PROVIDED RECORDS —
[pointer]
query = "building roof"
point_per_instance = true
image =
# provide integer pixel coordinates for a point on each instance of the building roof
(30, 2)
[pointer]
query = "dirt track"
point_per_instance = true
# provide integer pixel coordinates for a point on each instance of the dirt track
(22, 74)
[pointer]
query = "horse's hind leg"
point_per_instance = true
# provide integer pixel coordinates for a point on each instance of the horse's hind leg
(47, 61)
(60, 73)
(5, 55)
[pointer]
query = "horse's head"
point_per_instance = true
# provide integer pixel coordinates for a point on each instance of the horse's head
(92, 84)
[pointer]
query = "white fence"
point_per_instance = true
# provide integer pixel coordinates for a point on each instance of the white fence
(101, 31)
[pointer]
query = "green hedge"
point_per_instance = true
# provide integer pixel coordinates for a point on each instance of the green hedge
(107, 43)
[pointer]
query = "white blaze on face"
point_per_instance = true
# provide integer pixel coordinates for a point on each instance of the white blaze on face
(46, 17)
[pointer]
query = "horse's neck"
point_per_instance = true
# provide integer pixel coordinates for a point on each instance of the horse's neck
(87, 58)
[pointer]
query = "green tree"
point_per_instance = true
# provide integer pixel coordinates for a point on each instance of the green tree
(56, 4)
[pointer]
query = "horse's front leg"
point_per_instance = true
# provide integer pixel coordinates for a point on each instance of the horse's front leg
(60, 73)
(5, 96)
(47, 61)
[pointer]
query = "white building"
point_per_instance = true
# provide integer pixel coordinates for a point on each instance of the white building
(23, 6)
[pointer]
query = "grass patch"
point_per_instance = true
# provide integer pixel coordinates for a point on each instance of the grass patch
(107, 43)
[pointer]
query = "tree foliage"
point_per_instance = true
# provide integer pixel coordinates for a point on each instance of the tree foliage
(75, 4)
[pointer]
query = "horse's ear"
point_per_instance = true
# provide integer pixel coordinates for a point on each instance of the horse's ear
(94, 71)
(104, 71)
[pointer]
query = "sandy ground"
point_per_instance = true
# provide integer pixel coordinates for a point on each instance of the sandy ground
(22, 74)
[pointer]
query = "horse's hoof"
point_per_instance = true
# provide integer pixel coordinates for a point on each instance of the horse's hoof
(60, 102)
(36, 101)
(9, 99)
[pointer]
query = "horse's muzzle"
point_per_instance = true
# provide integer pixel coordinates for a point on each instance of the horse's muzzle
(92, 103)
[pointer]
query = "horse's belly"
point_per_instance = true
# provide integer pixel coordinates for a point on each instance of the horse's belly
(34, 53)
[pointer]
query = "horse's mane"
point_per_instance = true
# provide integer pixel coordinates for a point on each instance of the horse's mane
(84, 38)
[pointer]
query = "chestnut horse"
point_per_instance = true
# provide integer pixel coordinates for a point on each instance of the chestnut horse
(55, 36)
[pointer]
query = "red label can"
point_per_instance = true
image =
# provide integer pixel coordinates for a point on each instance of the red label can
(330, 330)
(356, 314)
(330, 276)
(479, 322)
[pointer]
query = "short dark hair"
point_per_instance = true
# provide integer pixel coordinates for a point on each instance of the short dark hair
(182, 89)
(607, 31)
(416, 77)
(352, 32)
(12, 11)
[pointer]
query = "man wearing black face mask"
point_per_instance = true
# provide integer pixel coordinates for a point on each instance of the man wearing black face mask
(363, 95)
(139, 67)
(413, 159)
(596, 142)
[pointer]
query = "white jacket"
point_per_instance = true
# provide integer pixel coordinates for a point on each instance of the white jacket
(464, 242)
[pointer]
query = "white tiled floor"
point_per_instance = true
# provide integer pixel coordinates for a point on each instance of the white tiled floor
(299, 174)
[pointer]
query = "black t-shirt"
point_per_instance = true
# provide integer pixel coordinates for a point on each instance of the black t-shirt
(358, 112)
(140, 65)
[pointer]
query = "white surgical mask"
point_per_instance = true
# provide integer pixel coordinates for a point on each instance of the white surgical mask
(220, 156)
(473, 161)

WHAT IS REQUIRED —
All records shown above must be set down again verbatim.

THE ANSWER —
[pointer]
query = "building roof"
point_per_instance = true
image =
# provide integer pixel coordinates for a point on each instance of the building roof
(30, 2)
[pointer]
query = "dirt track"
point_per_instance = true
# provide integer pixel coordinates for a point on each instance of the dirt track
(22, 74)
[pointer]
query = "horse's hind leg"
point_per_instance = true
# provide integer pixel coordinates for a point on each instance of the horse's hind leg
(47, 61)
(60, 73)
(5, 55)
[pointer]
query = "horse's head"
point_per_instance = true
# provide integer pixel coordinates for a point on each instance of the horse's head
(92, 84)
[pointer]
query = "white fence"
point_per_instance = true
# provide integer pixel coordinates for a point on each instance of the white fence
(101, 31)
[pointer]
query = "green hedge"
point_per_instance = true
# provide integer pixel coordinates for a point on each instance of the green hedge
(107, 43)
[pointer]
query = "white blaze on face"
point_per_instance = true
# provide integer pixel coordinates for a point on each instance of the white blaze on face
(46, 17)
[pointer]
query = "horse's neck"
point_per_instance = true
# provide integer pixel coordinates for a point on each instance of the horse's neck
(87, 58)
[pointer]
query = "green tree"
point_per_instance = true
# provide integer pixel coordinates for a point on each instance of the green tree
(56, 4)
[pointer]
query = "horse's front leg"
point_per_instance = true
# provide integer pixel coordinates for a point on each instance of the horse's front leg
(60, 73)
(5, 96)
(47, 61)
[pointer]
query = "white building"
point_per_instance = true
# provide integer pixel coordinates for a point on each instance of the white building
(23, 6)
[pointer]
query = "grass patch"
point_per_instance = true
# provide integer pixel coordinates for a point on each instance of the grass patch
(107, 43)
[pointer]
query = "tree foliage"
point_per_instance = true
# provide integer pixel coordinates for a point on each instance of the tree foliage
(75, 4)
[pointer]
query = "horse's ear"
point_per_instance = true
# provide integer pixel coordinates for a point on each instance of the horse's ear
(94, 71)
(104, 71)
[pointer]
query = "sandy ground"
point_per_instance = true
# provide integer pixel coordinates for a point on each instance of the sandy ground
(22, 74)
[pointer]
query = "horse's hoof"
point_per_instance = true
# provide integer pixel coordinates for a point on each instance of the horse's hoof
(60, 102)
(36, 101)
(9, 99)
[pointer]
query = "horse's muzzle"
point_per_instance = true
# provide integer pixel coordinates for a point on each instance of the horse's muzzle
(92, 103)
[pointer]
query = "horse's belly"
point_per_instance = true
# provide integer pixel coordinates for a point on each instance of the horse's belly
(34, 53)
[pointer]
query = "horse's mane"
point_per_instance = true
# provide integer pixel coordinates for a point on each instance of the horse's mane
(84, 38)
[pointer]
query = "chestnut horse"
point_per_instance = true
# provide integer pixel coordinates for a point on each instance of the chestnut horse
(55, 36)
[pointer]
query = "red label can"
point_per_instance = true
image =
# provide integer pixel coordinates for a point on each instance of the red label can
(330, 330)
(356, 314)
(330, 276)
(479, 322)
[pointer]
query = "short dark hair"
point_per_instance = true
# provide integer pixel coordinates for a point on each instance of the short dark hair
(182, 89)
(607, 31)
(416, 77)
(352, 32)
(12, 11)
[pointer]
query = "man wearing black face mask"
point_per_instance = true
# provide integer pixel coordinates for a point on each instance of the man wearing black face mask
(363, 95)
(139, 67)
(413, 159)
(596, 142)
[pointer]
query = "white jacket"
point_per_instance = true
# provide integer pixel coordinates for a point on each instance of the white jacket
(464, 242)
[pointer]
query = "white tiled floor"
point_per_instance = true
# provide integer pixel coordinates for a point on each instance of the white tiled floor
(299, 174)
[pointer]
query = "black t-shirt"
point_per_instance = true
# provide integer pixel coordinates for a point on each instance of the black t-shirt
(358, 112)
(140, 65)
[pointer]
query = "white surgical mask"
point_per_instance = true
# provide integer pixel coordinates for a point on each instance of the white surgical mask
(220, 156)
(473, 161)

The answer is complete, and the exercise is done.